This reminds of a small circuit I made where I made a guitar shaped PCB and wound copper wire around it (2000 turns) and soldered 2 smd leds to the end and later potted it in hotglue. Yours has turned out far better than that even with no resin. Mine was made a few years ago when I was still a starter in electronics (still am, but a tiny bit better). The blue tack tric is also really neat since all people don't have helping hands. And mine used both LEDs in parallel so it only turns on every half cycle of the output AC just like in yours.
_„Blu Tack was often used with the Sinclair ZX81 microcomputer to help mitigate crashes caused by wobbly external RAM packs. This was such a widespread problem that Sinclair Research's technical support department officially recommended the use of Blu Tack or electric tape to resolve this issue.”_
I happened to have a small coil (10-20 turns; roughly the diam of your pipe)) of coated steel "fake plant" binding wire on top of my parts rack. So I grabbed two old, albeit tiny, salvaged Red LEDs from a drawer, soldered them together as instructed and soldered the wire to them. First off... Yes! The solder, albeit with flux applied, DID stick to the wire! Much to my surprise (after stripping the coating of course). Tested it on my Galaxy S8 was indeed able to momentarily generate a short bright flicker, and then a bunch of barely-visible pulses after, with the bright one occasionally! However, then I took it a step further and decided to try it out on my Toothbrush charger base, as I knew that was inductive (seems to just be mains fed and nothing else; casing reads 100-130V 50/60Hz - 1.5W ['Murica "Braun" brand]). It did kkkkind of work, but the LED's coil could fit around the toothbrush so not ideal. So I just grabbed the coil and put one twist, folded it over and that was the perfect size. SIGNIFICANT improvement :P --- I could see this being useful as even an optical display/sensor, for any number of things. Perhaps a passive-security related use where something causes the LED+Coil to fall around the inductor(?) and thus is now lit up to show that it'd been opened since you were last there. Say if you wanted to see if an animal is going somewhere, or maybe a roommate :P Sure, there's *much* better things for that purpose, but it's hard to beat a toothbrush charger, a coil of wire, and one or two LEDs! lol For a one-time use it's non-invasive, non-destructive, and everything can be easily pulled apart after. _[/dumb late-night comment]_
There's a Japanese kit company that used to put out what they called Otona no Kagaku kits (adult science), in the $30-$40 range. (used to, in that they're just re-issuing a few "best of" kits once a year or less now. One of the kits was their "speaker plus", which was a pair of speakers for your mp3 player, plus an inductive coil that would drive a few LEDs, or little LED motor fish that could "swim" in a bowl of water placed within the coil. I reviewed the kit back in 2013 on my science blog. I'd put the URL to the review here, if I knew that I wouldn't get kill-filtered for it.

[Pointing and labeling entries]
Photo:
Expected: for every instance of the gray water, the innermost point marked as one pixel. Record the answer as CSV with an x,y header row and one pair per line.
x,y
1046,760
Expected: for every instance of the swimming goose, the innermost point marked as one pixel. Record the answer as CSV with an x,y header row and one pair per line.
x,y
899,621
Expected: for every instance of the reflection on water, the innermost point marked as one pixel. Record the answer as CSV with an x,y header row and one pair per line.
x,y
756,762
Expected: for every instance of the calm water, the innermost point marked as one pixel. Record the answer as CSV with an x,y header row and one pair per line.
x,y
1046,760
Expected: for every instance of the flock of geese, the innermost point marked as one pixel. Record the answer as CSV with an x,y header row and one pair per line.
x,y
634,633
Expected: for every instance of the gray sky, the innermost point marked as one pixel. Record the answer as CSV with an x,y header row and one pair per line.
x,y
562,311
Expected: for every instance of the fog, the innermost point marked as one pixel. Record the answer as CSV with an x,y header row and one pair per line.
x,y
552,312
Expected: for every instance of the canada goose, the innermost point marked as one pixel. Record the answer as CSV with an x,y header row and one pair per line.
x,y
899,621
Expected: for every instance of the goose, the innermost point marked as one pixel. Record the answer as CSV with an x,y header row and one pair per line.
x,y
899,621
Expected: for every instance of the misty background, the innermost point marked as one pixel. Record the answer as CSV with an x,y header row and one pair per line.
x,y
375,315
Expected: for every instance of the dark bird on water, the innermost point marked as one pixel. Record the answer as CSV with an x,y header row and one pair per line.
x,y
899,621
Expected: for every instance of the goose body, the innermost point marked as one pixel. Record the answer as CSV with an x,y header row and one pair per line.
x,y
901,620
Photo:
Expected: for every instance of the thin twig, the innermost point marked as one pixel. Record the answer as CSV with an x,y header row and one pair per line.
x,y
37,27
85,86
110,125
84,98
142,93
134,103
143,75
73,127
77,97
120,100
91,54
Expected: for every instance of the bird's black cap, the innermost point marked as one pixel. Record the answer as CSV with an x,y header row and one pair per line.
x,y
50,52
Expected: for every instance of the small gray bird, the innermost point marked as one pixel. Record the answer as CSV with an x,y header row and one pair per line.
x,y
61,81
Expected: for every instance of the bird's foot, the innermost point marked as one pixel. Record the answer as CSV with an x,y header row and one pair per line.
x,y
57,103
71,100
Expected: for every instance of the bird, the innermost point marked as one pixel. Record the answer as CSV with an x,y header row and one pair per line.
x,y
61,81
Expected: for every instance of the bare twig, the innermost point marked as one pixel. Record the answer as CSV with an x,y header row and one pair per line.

Exercise =>
Return the comments on the LED coil project in full, word for word.

Result =>
This reminds of a small circuit I made where I made a guitar shaped PCB and wound copper wire around it (2000 turns) and soldered 2 smd leds to the end and later potted it in hotglue. Yours has turned out far better than that even with no resin. Mine was made a few years ago when I was still a starter in electronics (still am, but a tiny bit better). The blue tack tric is also really neat since all people don't have helping hands. And mine used both LEDs in parallel so it only turns on every half cycle of the output AC just like in yours.
_„Blu Tack was often used with the Sinclair ZX81 microcomputer to help mitigate crashes caused by wobbly external RAM packs. This was such a widespread problem that Sinclair Research's technical support department officially recommended the use of Blu Tack or electric tape to resolve this issue.”_
I happened to have a small coil (10-20 turns; roughly the diam of your pipe)) of coated steel "fake plant" binding wire on top of my parts rack. So I grabbed two old, albeit tiny, salvaged Red LEDs from a drawer, soldered them together as instructed and soldered the wire to them. First off... Yes! The solder, albeit with flux applied, DID stick to the wire! Much to my surprise (after stripping the coating of course). Tested it on my Galaxy S8 was indeed able to momentarily generate a short bright flicker, and then a bunch of barely-visible pulses after, with the bright one occasionally! However, then I took it a step further and decided to try it out on my Toothbrush charger base, as I knew that was inductive (seems to just be mains fed and nothing else; casing reads 100-130V 50/60Hz - 1.5W ['Murica "Braun" brand]). It did kkkkind of work, but the LED's coil could fit around the toothbrush so not ideal. So I just grabbed the coil and put one twist, folded it over and that was the perfect size. SIGNIFICANT improvement :P --- I could see this being useful as even an optical display/sensor, for any number of things. Perhaps a passive-security related use where something causes the LED+Coil to fall around the inductor(?) and thus is now lit up to show that it'd been opened since you were last there. Say if you wanted to see if an animal is going somewhere, or maybe a roommate :P Sure, there's *much* better things for that purpose, but it's hard to beat a toothbrush charger, a coil of wire, and one or two LEDs! lol For a one-time use it's non-invasive, non-destructive, and everything can be easily pulled apart after. _[/dumb late-night comment]_
There's a Japanese kit company that used to put out what they called Otona no Kagaku kits (adult science), in the $30-$40 range. (used to, in that they're just re-issuing a few "best of" kits once a year or less now. One of the kits was their "speaker plus", which was a pair of speakers for your mp3 player, plus an inductive coil that would drive a few LEDs, or little LED motor fish that could "swim" in a bowl of water placed within the coil. I reviewed the kit back in 2013 on my science blog. I'd put the URL to the review here, if I knew that I wouldn't get kill-filtered for it.